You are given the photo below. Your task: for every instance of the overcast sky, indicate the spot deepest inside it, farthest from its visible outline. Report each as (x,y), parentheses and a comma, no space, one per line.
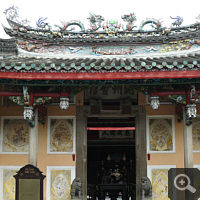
(79,9)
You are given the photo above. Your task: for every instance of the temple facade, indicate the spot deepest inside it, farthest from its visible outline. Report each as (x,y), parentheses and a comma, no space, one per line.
(112,105)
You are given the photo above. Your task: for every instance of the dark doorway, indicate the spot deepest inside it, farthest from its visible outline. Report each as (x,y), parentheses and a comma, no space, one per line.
(111,158)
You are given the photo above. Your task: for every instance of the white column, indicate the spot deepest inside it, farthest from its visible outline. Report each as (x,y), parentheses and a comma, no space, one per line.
(33,141)
(188,145)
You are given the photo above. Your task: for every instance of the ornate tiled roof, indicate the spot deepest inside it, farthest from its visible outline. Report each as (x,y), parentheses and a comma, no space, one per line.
(8,46)
(103,65)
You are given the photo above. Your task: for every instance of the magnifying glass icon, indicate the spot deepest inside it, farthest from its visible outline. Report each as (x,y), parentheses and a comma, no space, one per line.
(182,182)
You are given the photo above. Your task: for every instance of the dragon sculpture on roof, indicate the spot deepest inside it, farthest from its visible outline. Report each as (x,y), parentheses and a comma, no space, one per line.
(95,21)
(130,19)
(154,23)
(12,13)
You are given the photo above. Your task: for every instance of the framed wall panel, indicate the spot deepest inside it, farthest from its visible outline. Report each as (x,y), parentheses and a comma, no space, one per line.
(61,135)
(196,134)
(160,134)
(158,174)
(14,135)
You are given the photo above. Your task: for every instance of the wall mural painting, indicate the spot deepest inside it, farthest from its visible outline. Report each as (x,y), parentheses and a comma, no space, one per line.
(61,135)
(160,134)
(60,185)
(196,134)
(159,179)
(9,184)
(15,135)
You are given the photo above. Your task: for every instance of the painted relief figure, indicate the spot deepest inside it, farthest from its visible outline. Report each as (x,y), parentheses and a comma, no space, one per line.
(9,184)
(160,134)
(196,134)
(61,135)
(15,135)
(159,184)
(60,184)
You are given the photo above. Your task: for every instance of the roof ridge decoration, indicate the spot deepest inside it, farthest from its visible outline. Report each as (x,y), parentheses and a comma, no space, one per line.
(98,40)
(12,13)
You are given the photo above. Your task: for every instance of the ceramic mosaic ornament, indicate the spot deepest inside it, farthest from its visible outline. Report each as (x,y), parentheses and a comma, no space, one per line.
(159,179)
(15,135)
(61,135)
(9,184)
(196,134)
(160,134)
(60,185)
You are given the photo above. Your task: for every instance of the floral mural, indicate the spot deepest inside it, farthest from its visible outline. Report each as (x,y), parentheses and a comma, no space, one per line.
(15,135)
(61,135)
(9,184)
(160,134)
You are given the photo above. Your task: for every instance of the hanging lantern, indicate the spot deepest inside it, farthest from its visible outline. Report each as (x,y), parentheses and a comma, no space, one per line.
(64,103)
(155,103)
(28,112)
(191,110)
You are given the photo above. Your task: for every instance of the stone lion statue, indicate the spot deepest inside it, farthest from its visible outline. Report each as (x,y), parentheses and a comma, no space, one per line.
(76,189)
(146,188)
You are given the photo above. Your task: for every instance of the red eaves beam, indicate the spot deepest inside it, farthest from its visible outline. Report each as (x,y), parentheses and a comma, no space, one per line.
(35,94)
(109,128)
(99,76)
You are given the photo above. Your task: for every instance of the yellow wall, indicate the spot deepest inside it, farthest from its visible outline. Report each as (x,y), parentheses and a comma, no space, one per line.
(44,159)
(171,158)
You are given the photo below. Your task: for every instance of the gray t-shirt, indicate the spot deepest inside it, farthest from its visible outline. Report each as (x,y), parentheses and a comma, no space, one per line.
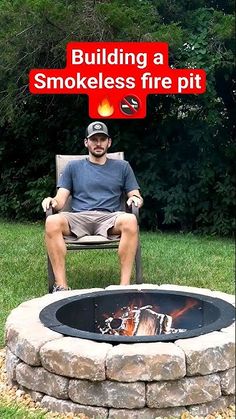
(98,187)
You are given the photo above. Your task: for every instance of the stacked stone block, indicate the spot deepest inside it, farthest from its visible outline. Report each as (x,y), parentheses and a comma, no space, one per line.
(140,380)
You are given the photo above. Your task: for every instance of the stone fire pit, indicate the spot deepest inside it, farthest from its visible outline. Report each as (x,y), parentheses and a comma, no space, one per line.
(126,381)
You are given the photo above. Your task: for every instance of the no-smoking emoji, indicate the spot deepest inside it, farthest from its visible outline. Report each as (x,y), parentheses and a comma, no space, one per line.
(129,105)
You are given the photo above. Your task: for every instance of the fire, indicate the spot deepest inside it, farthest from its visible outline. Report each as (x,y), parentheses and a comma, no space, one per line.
(137,319)
(105,108)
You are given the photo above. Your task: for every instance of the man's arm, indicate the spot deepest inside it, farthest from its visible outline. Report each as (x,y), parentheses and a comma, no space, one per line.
(58,201)
(135,197)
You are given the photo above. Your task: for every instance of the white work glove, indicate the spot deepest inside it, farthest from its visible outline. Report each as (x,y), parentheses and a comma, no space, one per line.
(49,201)
(136,200)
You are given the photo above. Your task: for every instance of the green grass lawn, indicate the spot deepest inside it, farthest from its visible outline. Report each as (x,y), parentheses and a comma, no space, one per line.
(167,258)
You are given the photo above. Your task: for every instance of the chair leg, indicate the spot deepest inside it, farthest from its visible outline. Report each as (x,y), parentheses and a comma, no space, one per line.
(51,277)
(138,265)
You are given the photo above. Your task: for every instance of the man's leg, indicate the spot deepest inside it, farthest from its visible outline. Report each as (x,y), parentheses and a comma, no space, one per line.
(126,225)
(56,226)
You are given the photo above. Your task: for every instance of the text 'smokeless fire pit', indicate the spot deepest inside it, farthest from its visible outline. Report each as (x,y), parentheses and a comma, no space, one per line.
(140,316)
(137,352)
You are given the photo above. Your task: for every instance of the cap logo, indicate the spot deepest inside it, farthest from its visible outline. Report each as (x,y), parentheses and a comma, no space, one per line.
(97,126)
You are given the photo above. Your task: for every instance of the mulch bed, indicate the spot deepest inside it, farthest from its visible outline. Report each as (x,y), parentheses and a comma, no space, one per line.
(13,396)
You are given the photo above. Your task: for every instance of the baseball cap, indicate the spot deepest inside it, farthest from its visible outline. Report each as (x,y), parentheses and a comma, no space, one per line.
(96,127)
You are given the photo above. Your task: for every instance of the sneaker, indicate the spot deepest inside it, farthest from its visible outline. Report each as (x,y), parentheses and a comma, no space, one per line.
(59,288)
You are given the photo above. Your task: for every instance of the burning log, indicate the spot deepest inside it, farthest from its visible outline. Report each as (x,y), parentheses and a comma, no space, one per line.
(152,323)
(141,321)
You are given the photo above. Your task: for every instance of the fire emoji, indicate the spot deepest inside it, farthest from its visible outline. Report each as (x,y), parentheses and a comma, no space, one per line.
(105,108)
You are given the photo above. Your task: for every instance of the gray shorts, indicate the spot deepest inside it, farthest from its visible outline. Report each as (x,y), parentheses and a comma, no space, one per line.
(89,223)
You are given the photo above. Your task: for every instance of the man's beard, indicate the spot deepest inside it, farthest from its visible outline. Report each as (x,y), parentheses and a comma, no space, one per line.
(99,153)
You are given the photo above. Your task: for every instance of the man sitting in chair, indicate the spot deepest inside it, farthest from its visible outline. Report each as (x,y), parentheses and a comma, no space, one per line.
(96,185)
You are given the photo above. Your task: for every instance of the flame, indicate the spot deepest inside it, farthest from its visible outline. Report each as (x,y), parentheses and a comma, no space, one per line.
(179,312)
(105,108)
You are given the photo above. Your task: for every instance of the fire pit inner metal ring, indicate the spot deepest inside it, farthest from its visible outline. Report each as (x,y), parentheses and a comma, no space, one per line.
(80,315)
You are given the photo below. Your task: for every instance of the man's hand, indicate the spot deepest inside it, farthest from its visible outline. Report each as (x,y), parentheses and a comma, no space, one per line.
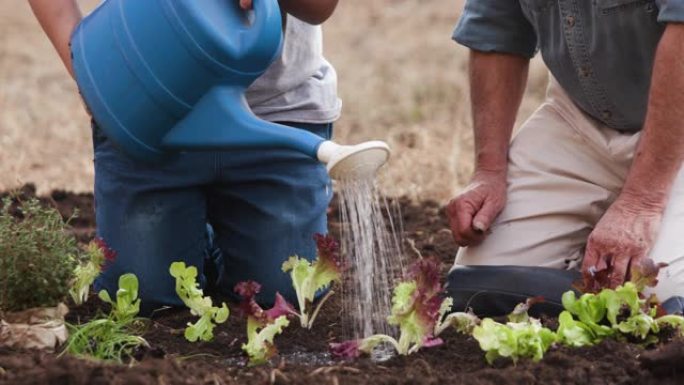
-=-=-=-=-
** Task item **
Print the preceding material over again exactly. Please leave the pictures out.

** Worked solution **
You are given the photo below. Your task: for every instance of the overcast sky, indicate the spot deepest inside it, farthest from its visible outline. Report each as (x,y), parentheses and a comma, no space, one per line.
(79,9)
You are given the photo above. Your task: for every instance of the temple facade, indicate the spot deepest inside it, farthest from its visible outline. Report each as (x,y), parentheses and a comma, no space, one per line.
(112,105)
You are given the photo above. Your task: for every instance of the dark doorway, indicate the spot deepest inside it, farthest from its visible outline. Report each as (x,y), parentheses and a comma, no space, one per line.
(111,158)
You are given the photo above. Your task: for every instance of the white column, indicate the spot deepest inside it, farthest from its visible outline. Report each as (x,y), parentheses and a comma, no space, one per line.
(33,141)
(188,145)
You are given the photo above. Your task: for every instance of the ornate tiled roof, indicate the spot deepest inside it, farthest from its visible outline. Report each as (x,y), parentheses and a comma, no space, one per line.
(8,46)
(103,65)
You are given the photo above. Your task: for every instance of the magnifying glass icon, indicate the spot deepest inside it, farthest from its visible outline. Report each as (x,y), parentheses and a comma, no space, one per line.
(182,182)
You are given the photo above. Your task: for every instance of the dragon sculpture on roof, indicate the spot deepest inside it, farthest from its visible outline. Report each as (x,y), parentheses and a comma, no space, one per line.
(95,21)
(130,19)
(154,23)
(12,13)
You are given the photo above. Your task: for every instance of the framed wall panel, indicate the spot deepest inside it, farthest from its visible outline. Report each as (x,y), parentheses and a comma, no space, one per line.
(61,135)
(196,134)
(160,134)
(158,174)
(14,135)
You are given the photo above. Your task: for every instance of the wall mural painting, indicate the spot deepest inside it, farthest from its visible outline. Report each as (x,y), parentheses and a comma, no space, one per line.
(61,135)
(160,134)
(60,185)
(196,134)
(159,179)
(9,184)
(15,135)
You are given the photo above. Your task: for every instance of the painted relief figure, indicate the spot deepest inside it, farthest from its visible outline. Report each as (x,y), parentheses and a comma, no space, one per line.
(9,184)
(160,134)
(196,134)
(61,135)
(15,135)
(159,184)
(60,184)
You are given the photo above. Your task: for every instance of the roof ridge decoration, indicate the spot deepest inside it, farthest from its visible outline. Report each as (x,y), parentheses and a comma, no space, one per line.
(98,40)
(12,13)
You are given the photo above. Your task: for every instance of the ceramic mosaic ornament, indicate the spot deepest inside it, farthest from its visible outline. Report each as (x,y), parentheses and a comma, no space, one per line.
(159,179)
(15,135)
(61,135)
(9,184)
(196,134)
(160,134)
(60,185)
You are given the photo above. Your task: for every instance of the floral mural, indicate the spot deepest inside it, farthest from its visible outline. Report each as (x,y), parentheses and a comma, no space, one per line.
(15,135)
(61,135)
(9,184)
(160,134)
You are given the photo above. Your task: for every instance of the hanging lantern, indicate the spot deepest inside it, farthest from its visible outline. Report each as (x,y), parentheses and a comma, no space, one per line.
(64,103)
(155,103)
(28,112)
(191,110)
You are given the photo above. Your task: for every instance of the stone lion statue, indicate the spot deepest inside it, farthest from its visible outline. Report each as (x,y), parentheses and a comma, no space, one per line.
(76,189)
(146,188)
You are given the photo above. Your task: for every instance of the red eaves beam, indicate the spot deepest inside it, farthest from its visible outline. Report each as (x,y), parentheses and a comma, no space, one per line.
(35,94)
(109,128)
(99,76)
You are given the photo above. Your task: for every instance of the yellow wall, indicate the spot deepest inside it, farthest from its visible outline. Report each as (x,y), parentheses and a comma, no space, one per line.
(44,159)
(171,158)
You are given the photo below. Your task: for every instance of the gray t-shirt, indicate the spot deepest inside it, farthest from its visible outline. Report each as (x,y), parentheses and a comma, no space, one per line.
(98,187)
You are given the photo above. Your task: for every instance of the stacked stone block, indicate the spot deepest inside it, farthest from its visible outline. Report each as (x,y), parentheses and a comma, no space, one per line.
(140,380)
You are given the photo above. Your task: for every instance of the stone fire pit, indicate the spot deepest inside it, farthest from its visible outline. Report each as (x,y), parentheses and a comma, no space, one per line.
(126,381)
You are given the photo above. Your task: for every instance of the no-smoking emoji, indicate the spot deepest inside it, farthest from its visible outline. Report each as (x,y), parentheses and a comma, no space, one per line.
(129,105)
You are given the photo above. Your task: for every instance of the fire, indicate the spot deepest inside it, farthest from its visible outline. Report each as (x,y), parentheses and a comma, no space, one per line.
(137,319)
(105,108)
You are given the photo above. Your task: for every instance of the man's arm, indicate the spot deepest inside it, farthest from its visible outline. Report each as (x,y), parentheses and a comma, no space, one per line.
(58,201)
(135,197)
You are given the photo above. Your task: for every instance of the white work glove, indicate the spot deepest inside it, farthest from its visible outline. Report each as (x,y), parentheses and a comma, no space, one per line.
(49,201)
(136,200)
You are given the photo above. Your task: for every instance of the green grass lawn, indicate the spot deepest inside it, farthest from its visible outline. Report each as (x,y), parentheses and a comma, no space, one per line.
(167,258)
You are given the photo above. Your task: for every instance of the chair leg, indicate the spot deepest inside it, farthest from its visible outline. Report each as (x,y), parentheses and a comma, no space, one per line.
(51,277)
(138,265)
You are given the photo above. Your task: for every instance of the man's leg, indicate the spot deepest inside it, farthest from its visible outline. Report each as (x,y), parentheses and a comma, no space, one per line.
(126,225)
(56,226)
You are given the photo above. Your task: for every instance of the text 'smokeless fire pit', indicate the spot deepest inside it, farthest from its visible outline. Report each as (x,y), parentheses and a comma, no space, one per line.
(140,316)
(137,352)
You are given the photo above. Your task: for every instance of the cap logo, indicate the spot deepest inside it, farthest from its visible outline. Report each as (x,y), parentheses and a comma, no space, one per line.
(97,126)
You are given the photo above. Your task: for every instance of the mulch bed, indicate the spot deepest inside it, farthest from its visible outline. Report each as (x,y), parentheses and a comma, no space, one per line.
(13,396)
You are given the photo above. Your task: for every instance of the baseball cap, indicate the spot deepest inside it, farthest from its visible outline. Report each as (x,y), parentheses and a comma, no space, one per line.
(96,127)
You are given the photo above. Your task: for every instance of the sneaker, indicate the spot deepest inside it, farthest from its visible outline. Report each as (x,y), parentheses and a comma, no space, one per line.
(59,288)
You are given the photo above. Your task: for every instance of the burning log, indicate the spot deepest inside it, farthest from its visible outline. Report each as (x,y), parentheses and a comma, no space, one per line.
(152,323)
(141,321)
You are given the photo above. Your task: for every instance of the fire emoji, indicate the spot deepest inside it, farthest from its visible outline. Report each as (x,y), parentheses and a comma, no space, one per line.
(105,108)
You are given the photo above. Your task: for every instance of the gray shorts, indicate the spot deepest inside it, farthest from its visible outline. Report each as (x,y), parentheses and a comma, no space, one per line.
(89,223)
You are given the photo above. Your task: for every instance of the man's beard, indicate the spot deepest inside it, farthest from its visible outline. Report each as (x,y), parentheses and a comma, no space, one per line.
(99,153)
You are given the photo above. Your task: for every instance of the man sitting in chair, indicate the spot deepest inside it, farthest from its visible outline. Report each as (x,y), parentheses and a comma, no space, one per line.
(96,185)
You are given the photo above. Your task: for every instance of the flame, indicate the spot deepest inside it, farthest from its visible outline. Report each as (x,y), parentheses and a comma, no space, one per line.
(179,312)
(105,108)
You are given the photo above. Your task: for every instance of the fire pit inner metal ring, indicate the spot deepest inside it, farthest from its visible outline. Report each as (x,y), parentheses and a comma, no space, one per line.
(80,315)
You are given the photo below. Your task: for every instance of the man's hand, indicate the spot deepest inside it, farthest from its visible outline. Report each as (x,y), parentheses and a comma, no space, one per line.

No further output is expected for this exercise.